## Record extracts

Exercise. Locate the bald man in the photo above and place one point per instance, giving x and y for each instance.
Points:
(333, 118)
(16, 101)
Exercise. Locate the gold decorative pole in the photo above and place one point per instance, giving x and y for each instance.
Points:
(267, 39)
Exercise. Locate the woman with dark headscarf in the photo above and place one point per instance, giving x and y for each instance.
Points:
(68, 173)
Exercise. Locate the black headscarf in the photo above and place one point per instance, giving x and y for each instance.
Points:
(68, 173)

* * *

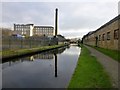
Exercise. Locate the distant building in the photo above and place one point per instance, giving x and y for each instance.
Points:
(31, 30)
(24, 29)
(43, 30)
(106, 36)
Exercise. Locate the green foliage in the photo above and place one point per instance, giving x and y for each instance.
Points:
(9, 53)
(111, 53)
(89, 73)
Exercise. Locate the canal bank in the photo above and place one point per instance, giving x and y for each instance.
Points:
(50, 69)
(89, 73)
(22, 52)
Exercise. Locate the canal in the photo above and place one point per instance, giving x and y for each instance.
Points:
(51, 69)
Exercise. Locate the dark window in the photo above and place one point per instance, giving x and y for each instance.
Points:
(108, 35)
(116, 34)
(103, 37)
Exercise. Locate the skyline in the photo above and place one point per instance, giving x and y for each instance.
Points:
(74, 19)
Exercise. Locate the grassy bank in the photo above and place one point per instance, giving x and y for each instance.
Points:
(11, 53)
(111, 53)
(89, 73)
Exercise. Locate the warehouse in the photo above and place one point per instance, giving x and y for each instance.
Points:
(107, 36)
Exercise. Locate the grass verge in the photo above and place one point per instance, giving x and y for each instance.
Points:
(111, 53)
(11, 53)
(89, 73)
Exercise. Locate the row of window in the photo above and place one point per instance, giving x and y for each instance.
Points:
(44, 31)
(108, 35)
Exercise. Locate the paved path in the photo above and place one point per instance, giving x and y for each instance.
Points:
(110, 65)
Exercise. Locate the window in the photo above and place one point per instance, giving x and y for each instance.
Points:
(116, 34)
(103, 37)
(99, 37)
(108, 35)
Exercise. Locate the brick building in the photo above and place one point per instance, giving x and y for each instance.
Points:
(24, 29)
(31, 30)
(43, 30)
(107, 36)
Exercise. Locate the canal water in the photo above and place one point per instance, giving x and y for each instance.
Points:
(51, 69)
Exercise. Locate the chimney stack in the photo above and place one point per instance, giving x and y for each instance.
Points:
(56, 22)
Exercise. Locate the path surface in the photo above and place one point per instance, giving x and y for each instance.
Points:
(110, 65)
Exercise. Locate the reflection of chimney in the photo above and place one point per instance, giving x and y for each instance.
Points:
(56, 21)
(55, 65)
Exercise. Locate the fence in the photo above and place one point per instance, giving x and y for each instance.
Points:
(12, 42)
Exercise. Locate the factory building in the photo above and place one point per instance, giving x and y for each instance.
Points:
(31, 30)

---

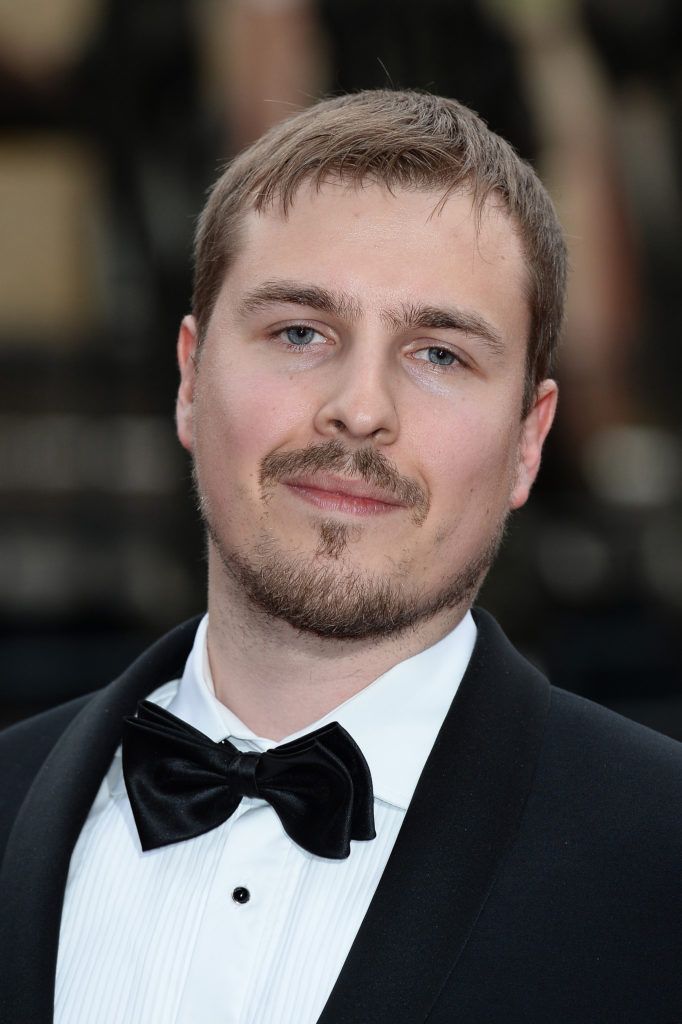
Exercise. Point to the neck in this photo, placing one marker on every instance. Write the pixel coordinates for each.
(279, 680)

## Requirement
State the number of lines in the records that include the word "bank", and add nothing to it.

## The completed task
2